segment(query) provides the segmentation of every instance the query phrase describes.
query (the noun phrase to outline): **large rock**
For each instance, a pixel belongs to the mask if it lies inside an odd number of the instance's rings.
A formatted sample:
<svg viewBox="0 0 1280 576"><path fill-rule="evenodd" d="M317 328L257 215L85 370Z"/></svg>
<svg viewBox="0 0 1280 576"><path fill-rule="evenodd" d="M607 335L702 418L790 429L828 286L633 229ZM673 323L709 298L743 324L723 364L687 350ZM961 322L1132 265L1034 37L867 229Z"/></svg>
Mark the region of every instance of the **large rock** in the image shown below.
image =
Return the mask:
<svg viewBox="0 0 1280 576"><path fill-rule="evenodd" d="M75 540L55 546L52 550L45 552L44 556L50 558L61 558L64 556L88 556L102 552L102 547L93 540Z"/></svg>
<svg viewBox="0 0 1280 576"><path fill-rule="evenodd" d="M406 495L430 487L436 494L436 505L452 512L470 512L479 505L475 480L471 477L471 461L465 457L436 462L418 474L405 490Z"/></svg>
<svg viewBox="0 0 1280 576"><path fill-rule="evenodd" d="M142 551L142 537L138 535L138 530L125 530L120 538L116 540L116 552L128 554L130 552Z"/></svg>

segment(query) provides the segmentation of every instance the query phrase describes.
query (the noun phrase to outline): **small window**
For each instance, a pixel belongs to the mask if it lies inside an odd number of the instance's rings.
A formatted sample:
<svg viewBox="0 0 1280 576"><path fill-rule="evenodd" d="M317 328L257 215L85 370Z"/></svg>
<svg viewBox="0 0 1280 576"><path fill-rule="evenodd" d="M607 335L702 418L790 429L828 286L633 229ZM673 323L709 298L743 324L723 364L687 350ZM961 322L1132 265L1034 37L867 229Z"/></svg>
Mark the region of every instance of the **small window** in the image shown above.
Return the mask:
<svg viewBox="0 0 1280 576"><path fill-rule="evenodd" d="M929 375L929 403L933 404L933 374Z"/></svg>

^^^^

> _YOUR TASK_: Write out every line of the data exactly, leaving nothing out.

> _WRITTEN ANSWER_:
segment(query) provides the segmentation of every instance the query phrase describes.
query (the noun phrase to outline): **large rock**
For each instance, a pixel belongs to the mask if it lies inside an odd number of the instance's rings.
A formatted sample:
<svg viewBox="0 0 1280 576"><path fill-rule="evenodd" d="M317 328L257 215L85 370Z"/></svg>
<svg viewBox="0 0 1280 576"><path fill-rule="evenodd" d="M607 335L702 418L790 429L828 286L633 229ZM673 323L709 298L743 324L723 364L687 350ZM961 322L1132 265L1034 37L867 229Z"/></svg>
Mark the region of every instance of the **large rock** in the image shown below.
image =
Return the mask:
<svg viewBox="0 0 1280 576"><path fill-rule="evenodd" d="M75 540L55 546L52 550L45 552L44 556L50 558L61 558L64 556L88 556L102 552L102 547L93 540Z"/></svg>
<svg viewBox="0 0 1280 576"><path fill-rule="evenodd" d="M406 495L430 487L436 494L436 505L452 512L470 512L479 505L475 480L471 477L471 461L465 457L436 462L418 474L405 490Z"/></svg>
<svg viewBox="0 0 1280 576"><path fill-rule="evenodd" d="M142 551L142 537L138 535L138 530L125 530L120 538L116 540L116 552L128 554L130 552Z"/></svg>

segment(query) provides the segmentation of every instance the query phrase describes.
query (the noun phrase to outline): **small window**
For each instance, a pixel belongs to the mask if it lies inside an odd number of the instance's rings.
A formatted sample:
<svg viewBox="0 0 1280 576"><path fill-rule="evenodd" d="M317 328L257 215L85 370Z"/></svg>
<svg viewBox="0 0 1280 576"><path fill-rule="evenodd" d="M607 335L702 418L790 429L828 286L633 229ZM673 323L709 298L743 324L723 364L687 350ZM961 322L1132 265L1034 37L867 229Z"/></svg>
Mark the region of every instance of the **small window** in the image shown above.
Return the mask:
<svg viewBox="0 0 1280 576"><path fill-rule="evenodd" d="M929 375L929 403L933 404L933 374Z"/></svg>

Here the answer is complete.